## What to work on
Output all the entries word for word. Omit the pictures.

## Dataset records
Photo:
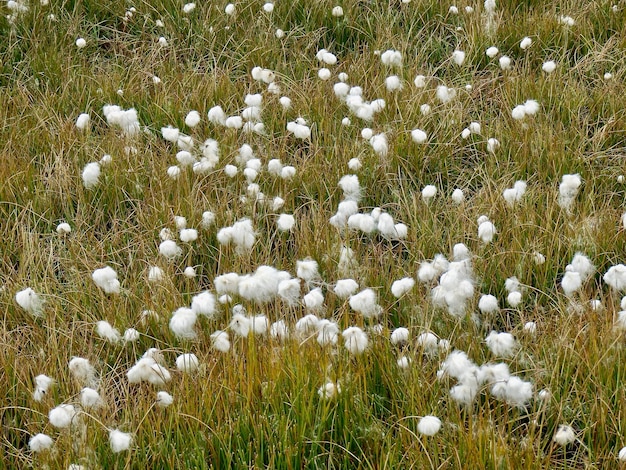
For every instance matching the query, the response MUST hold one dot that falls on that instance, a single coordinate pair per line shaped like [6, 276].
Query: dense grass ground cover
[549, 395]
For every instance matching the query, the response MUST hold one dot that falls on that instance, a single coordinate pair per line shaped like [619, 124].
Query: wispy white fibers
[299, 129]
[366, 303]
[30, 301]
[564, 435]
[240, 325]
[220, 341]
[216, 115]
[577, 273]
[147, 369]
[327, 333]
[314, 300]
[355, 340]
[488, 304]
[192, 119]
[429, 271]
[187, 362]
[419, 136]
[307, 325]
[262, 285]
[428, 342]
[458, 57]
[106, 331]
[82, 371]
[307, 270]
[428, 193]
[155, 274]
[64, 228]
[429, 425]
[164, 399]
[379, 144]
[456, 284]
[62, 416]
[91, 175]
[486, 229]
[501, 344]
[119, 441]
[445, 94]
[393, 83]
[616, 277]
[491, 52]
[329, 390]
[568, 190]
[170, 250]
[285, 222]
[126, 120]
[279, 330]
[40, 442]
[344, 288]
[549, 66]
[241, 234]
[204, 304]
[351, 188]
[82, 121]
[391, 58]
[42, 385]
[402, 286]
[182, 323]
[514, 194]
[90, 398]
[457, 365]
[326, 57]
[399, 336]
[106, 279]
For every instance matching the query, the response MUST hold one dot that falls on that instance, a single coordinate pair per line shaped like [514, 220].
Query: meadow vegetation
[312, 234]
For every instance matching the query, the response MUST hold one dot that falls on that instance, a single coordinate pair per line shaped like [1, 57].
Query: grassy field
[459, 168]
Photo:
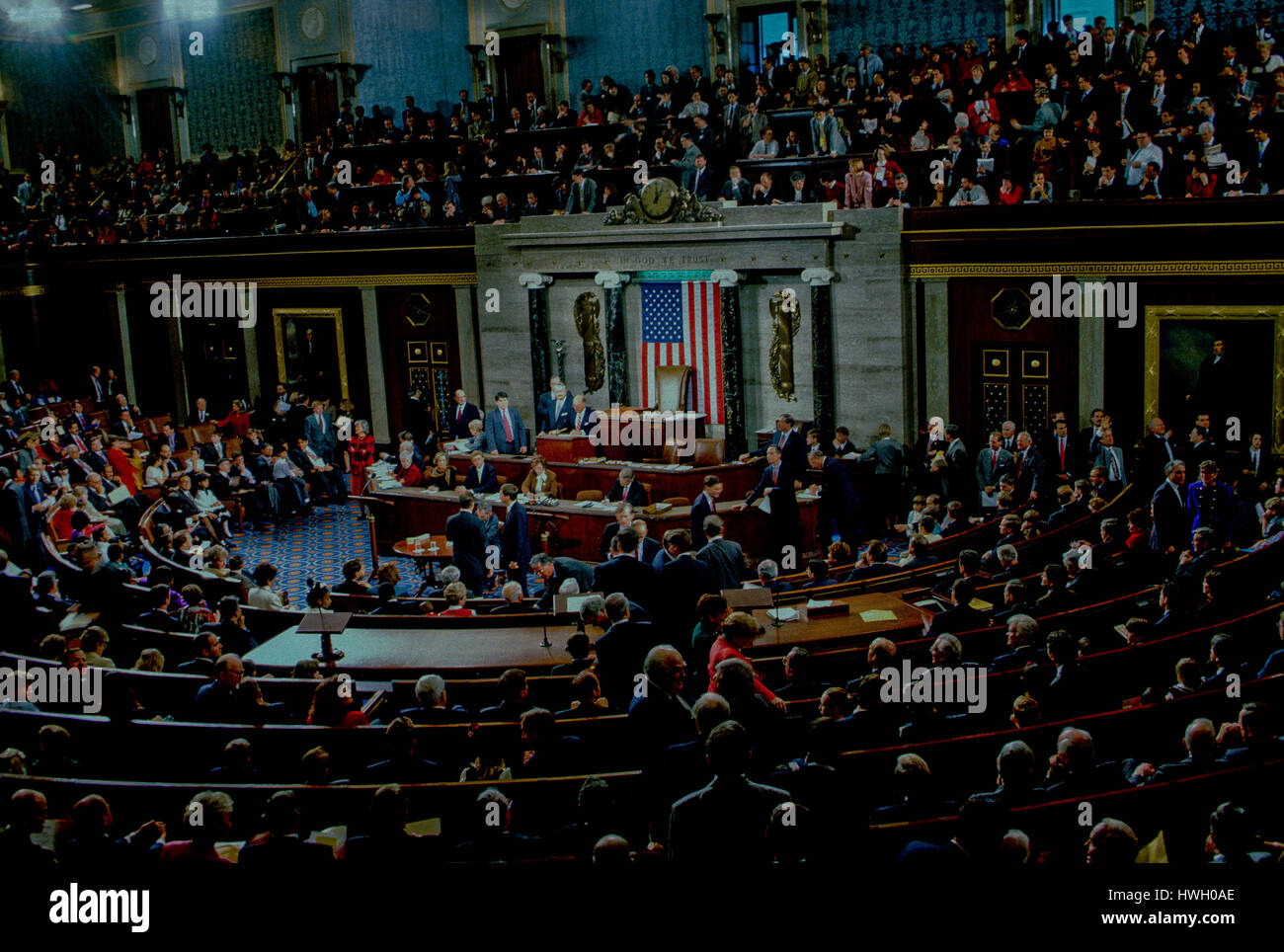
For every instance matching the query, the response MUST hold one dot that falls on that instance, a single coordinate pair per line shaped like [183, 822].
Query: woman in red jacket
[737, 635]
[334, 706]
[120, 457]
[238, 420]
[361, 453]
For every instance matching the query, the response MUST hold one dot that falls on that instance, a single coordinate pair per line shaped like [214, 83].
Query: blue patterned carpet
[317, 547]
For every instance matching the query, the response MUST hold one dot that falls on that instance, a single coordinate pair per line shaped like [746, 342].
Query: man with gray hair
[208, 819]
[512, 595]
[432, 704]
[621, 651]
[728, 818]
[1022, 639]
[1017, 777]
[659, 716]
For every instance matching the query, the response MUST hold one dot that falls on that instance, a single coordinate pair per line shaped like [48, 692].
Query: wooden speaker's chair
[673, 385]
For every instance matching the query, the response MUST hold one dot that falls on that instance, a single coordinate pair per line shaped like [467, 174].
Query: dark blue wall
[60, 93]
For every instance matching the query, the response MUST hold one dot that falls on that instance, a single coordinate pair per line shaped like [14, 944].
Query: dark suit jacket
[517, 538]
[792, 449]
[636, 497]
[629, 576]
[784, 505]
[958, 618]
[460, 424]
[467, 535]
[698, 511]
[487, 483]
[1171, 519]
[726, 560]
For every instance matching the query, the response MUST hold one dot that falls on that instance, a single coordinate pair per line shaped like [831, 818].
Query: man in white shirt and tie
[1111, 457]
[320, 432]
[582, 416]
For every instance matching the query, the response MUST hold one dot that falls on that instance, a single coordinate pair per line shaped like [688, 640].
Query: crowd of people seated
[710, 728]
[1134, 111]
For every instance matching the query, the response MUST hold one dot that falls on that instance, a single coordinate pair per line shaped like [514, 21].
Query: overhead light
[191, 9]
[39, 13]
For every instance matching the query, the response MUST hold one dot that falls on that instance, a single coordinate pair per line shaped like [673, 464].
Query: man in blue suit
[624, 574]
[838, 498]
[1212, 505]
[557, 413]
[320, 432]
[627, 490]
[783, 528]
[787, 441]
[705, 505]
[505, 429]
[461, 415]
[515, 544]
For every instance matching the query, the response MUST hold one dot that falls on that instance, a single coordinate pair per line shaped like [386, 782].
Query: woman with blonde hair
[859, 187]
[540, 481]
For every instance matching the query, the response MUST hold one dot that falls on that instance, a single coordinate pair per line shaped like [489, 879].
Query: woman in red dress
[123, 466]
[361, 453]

## Output below
Photo:
For every instance matching the query, the response MUST hold one dot that falls on that instance, a single coordinate pair per line shaped like [6, 276].
Query: dense grass ground cover
[549, 395]
For every instance matching the query, the response MUST hold one dot that falls on that instance, a single coordinate pair per line shaped like [619, 124].
Query: wispy white fibers
[299, 129]
[366, 303]
[30, 301]
[564, 435]
[240, 325]
[220, 341]
[216, 115]
[577, 273]
[147, 369]
[327, 333]
[314, 300]
[355, 340]
[488, 304]
[192, 119]
[429, 271]
[187, 362]
[419, 136]
[307, 325]
[262, 285]
[428, 342]
[458, 57]
[106, 331]
[82, 371]
[307, 270]
[428, 193]
[155, 274]
[64, 228]
[429, 425]
[164, 399]
[379, 144]
[456, 284]
[62, 416]
[91, 175]
[486, 229]
[501, 344]
[119, 441]
[445, 94]
[393, 83]
[616, 277]
[491, 52]
[329, 390]
[568, 190]
[170, 250]
[285, 222]
[126, 120]
[279, 330]
[40, 442]
[344, 288]
[549, 66]
[241, 234]
[204, 304]
[351, 188]
[82, 121]
[391, 58]
[42, 385]
[402, 286]
[182, 323]
[514, 194]
[90, 398]
[457, 365]
[326, 57]
[399, 336]
[106, 279]
For every instance matching the query, the response MUST hold one dot that falls on that instance, a single coordinate pair per line shaped like [514, 220].
Query: meadow vegetation
[312, 234]
For every instance matching the query, the response MUST hold one dot that falls on that instance, a single coordinate pair per line shaped like [1, 57].
Query: grassy field
[459, 168]
Photo:
For every instance matching the query, the response MUST hold one dot that falls on that instance, a single coordinate pair per line shaped like [183, 822].
Query: woman in red jacket
[737, 635]
[334, 706]
[120, 457]
[238, 420]
[361, 453]
For every instance matching the query, the response MUST hold one dot that falls on that instance, a single coordinate pair per line shaped like [214, 83].
Query: blue patterned carpet
[317, 547]
For every instance matching the query, the response MUST hold one dot that falls on that instance, a single coordinate pair per line shaped like [746, 342].
Query: man with gray hair
[208, 819]
[512, 595]
[432, 704]
[621, 651]
[728, 818]
[1022, 639]
[1017, 777]
[659, 716]
For every instance matching the query, the response MUST hold one dot that falls on that instance, a single coordinate pair per line shaped like [48, 692].
Query: wooden speaker's chair
[673, 385]
For every instance matching the query, the response MUST hold one dot that falls on that instance, a single coordinate pair per line shaped like [467, 174].
Query: dark blue wall
[60, 93]
For every instance matching the query, the response MUST hold one dot that falls on that instance, a single coordinate pair per line shaped like [14, 944].
Query: dark suit jacket
[517, 538]
[792, 449]
[636, 497]
[629, 576]
[784, 505]
[958, 618]
[460, 424]
[467, 535]
[698, 511]
[487, 483]
[1171, 519]
[726, 560]
For every instance matching the query, the response MUST hold one dot that falls on that instance, a single coordinate pair per line shaped like [831, 818].
Query: man in white shirt and tie
[1111, 457]
[320, 432]
[582, 416]
For every instance matching the query, the response MUST hold one dot that falls on that instance, a single coordinate pair per line shaped like [688, 640].
Query: crowd of people seated
[710, 728]
[1134, 111]
For every instance matching the query, the response MUST hold one dot that falls on that instance, a single coordinate pair per line shaped like [514, 21].
Query: overhead light
[191, 9]
[39, 13]
For every instance matching the query, the response MUST hold one dot that falls on that instance, a single coordinate pair per line shaped like [673, 464].
Query: man in blue suit
[624, 574]
[838, 498]
[1212, 505]
[557, 413]
[320, 432]
[627, 490]
[783, 528]
[787, 441]
[705, 505]
[505, 429]
[461, 415]
[515, 544]
For every instance matching the query, the response MUST hold one dot that falls on that instance, a single coordinate pair per line shaped like [386, 782].
Query: woman with blonde hair
[859, 187]
[540, 481]
For every instance matching the query, the response MUST hold one dot that falls on that instance, a single coordinate pair per line shaped like [489, 879].
Query: woman in red dress
[123, 466]
[361, 453]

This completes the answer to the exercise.